Bloc de texte ▸
· · · · ·

Rusco « écorce; tan « (S), rusca « écorce; tan; gouttière pour conduire l’eau; surface d’une pierre de taille; lard de porc entier; prostituée; crasse, saleté; sainbois (daphne gnidium) à Donnezan » (Alibert).

Rusco vient du gaulois rusca « écorce » (> ruche en français). La première attestation se trouve dans un texte en latin médiéval du VIIIe ou IXe siècle. La famille de mots rusca est également vivante en catalan et dans le nord de l’Italie. Dans le domaine de la langue d’oïl rusca a été remplacé par le type scortea « écorce »et en Gasccogne par le type pellis.

Dans le TLF s.v. ruche je trouve: « les ruches étant à l’origine réalisées à l’aide d’écorces d’arbres comme le chêne-liège; l’ancienne dénomination est restée pour désigner la ruche en paille tressée apportée dans la Gaule septentrionale par les Francs, car le rapport du mot rusca avec la matière utilisée n’était plus senti, le lat. scortea ayant remplacé rusca pour désigner « l’écorce » (cf. aussi des dér. de rusca pour désigner des objets variés, seaux à linge, mesures ou formes à fromage, réalisés à partir d’écorce ».

· · · · ·

Données fournies ▸
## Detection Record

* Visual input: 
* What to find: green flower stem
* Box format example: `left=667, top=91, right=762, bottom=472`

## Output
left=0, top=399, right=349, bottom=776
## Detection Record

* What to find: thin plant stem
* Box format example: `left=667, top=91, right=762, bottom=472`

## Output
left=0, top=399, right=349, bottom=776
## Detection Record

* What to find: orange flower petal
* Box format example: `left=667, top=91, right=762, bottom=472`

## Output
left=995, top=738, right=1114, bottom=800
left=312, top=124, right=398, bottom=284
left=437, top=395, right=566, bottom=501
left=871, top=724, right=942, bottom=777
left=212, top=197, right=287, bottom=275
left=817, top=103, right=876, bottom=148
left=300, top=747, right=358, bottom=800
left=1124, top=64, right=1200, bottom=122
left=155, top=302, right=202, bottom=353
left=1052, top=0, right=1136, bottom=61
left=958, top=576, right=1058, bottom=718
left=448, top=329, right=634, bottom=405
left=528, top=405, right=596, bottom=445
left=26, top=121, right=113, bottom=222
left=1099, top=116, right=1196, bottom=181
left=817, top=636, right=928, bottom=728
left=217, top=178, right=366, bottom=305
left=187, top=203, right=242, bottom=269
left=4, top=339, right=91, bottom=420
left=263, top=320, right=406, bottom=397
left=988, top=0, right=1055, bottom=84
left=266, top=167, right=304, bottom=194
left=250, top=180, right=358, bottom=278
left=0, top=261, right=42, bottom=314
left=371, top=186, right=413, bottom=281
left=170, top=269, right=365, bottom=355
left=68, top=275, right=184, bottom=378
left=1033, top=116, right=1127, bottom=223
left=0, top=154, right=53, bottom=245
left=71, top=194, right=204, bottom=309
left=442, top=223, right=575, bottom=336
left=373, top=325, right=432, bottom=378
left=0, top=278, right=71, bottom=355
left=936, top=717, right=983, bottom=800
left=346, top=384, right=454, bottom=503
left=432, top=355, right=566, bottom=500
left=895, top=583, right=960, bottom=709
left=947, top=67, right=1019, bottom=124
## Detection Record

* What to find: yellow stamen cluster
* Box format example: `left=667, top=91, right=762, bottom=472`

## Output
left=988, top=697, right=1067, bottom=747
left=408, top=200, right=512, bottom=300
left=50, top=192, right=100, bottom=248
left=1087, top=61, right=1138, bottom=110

· · · · ·

Exercice ▸ Rédigez la suite de la notice sur l'étymologie du mot rusco, en reprenant juste après sa dernière phrase.

Réponse ▸
  • Le sens « écorce » s’est maintenu en occitan et en franco-provençal, également dans des dérivés comme à Ales rusquá « ecorcer » et au figuré « éreinter; frapper quelqu’un ». Un lecteur me signale que dans la région entre Béziers et Narbonne dérusca quelqu’un c’est « lui nettoyer la crasse en grattant fort » et par extension l’équivalent de l’argot français « recevoir une dérouillée » = trapa uno déruscado.
  • Le sens « tan » s’explique par le fait que l’écorce du chêne contient beaucoup de tanin et sert à tanner le cuir. En France, l’écorce de chêne fut la principale matière tannante végétale utilisée pendant des siècles. L’abbé de Sauvages donne la description suivante sous rusco : « tan, ou l’écorce brisée et moulue dans le moulin à tan et qu’on met par lits, alternativement avec les cuirs, ou les peaux dans le fosse au tan, c’est par ce moyen que le cuir se fortifie, et qu’il acquiert en même temps de la souplesse, en absorbant les sels et les huiles qui abondent plus dans l’écorce que dans le bois. » Il donne aussi le mot rosco, je pense accentué sur la finale, avec le sens « tannée »: c’est le tan qui a déjà servi dans les fosses et qui n’est plus bon qu’à brûler et à faire des mottes à brûler. Le feu de tannée dure longtemps et uniformement; ce qui le rend très propre pour l’éducation des vers-à’soie ».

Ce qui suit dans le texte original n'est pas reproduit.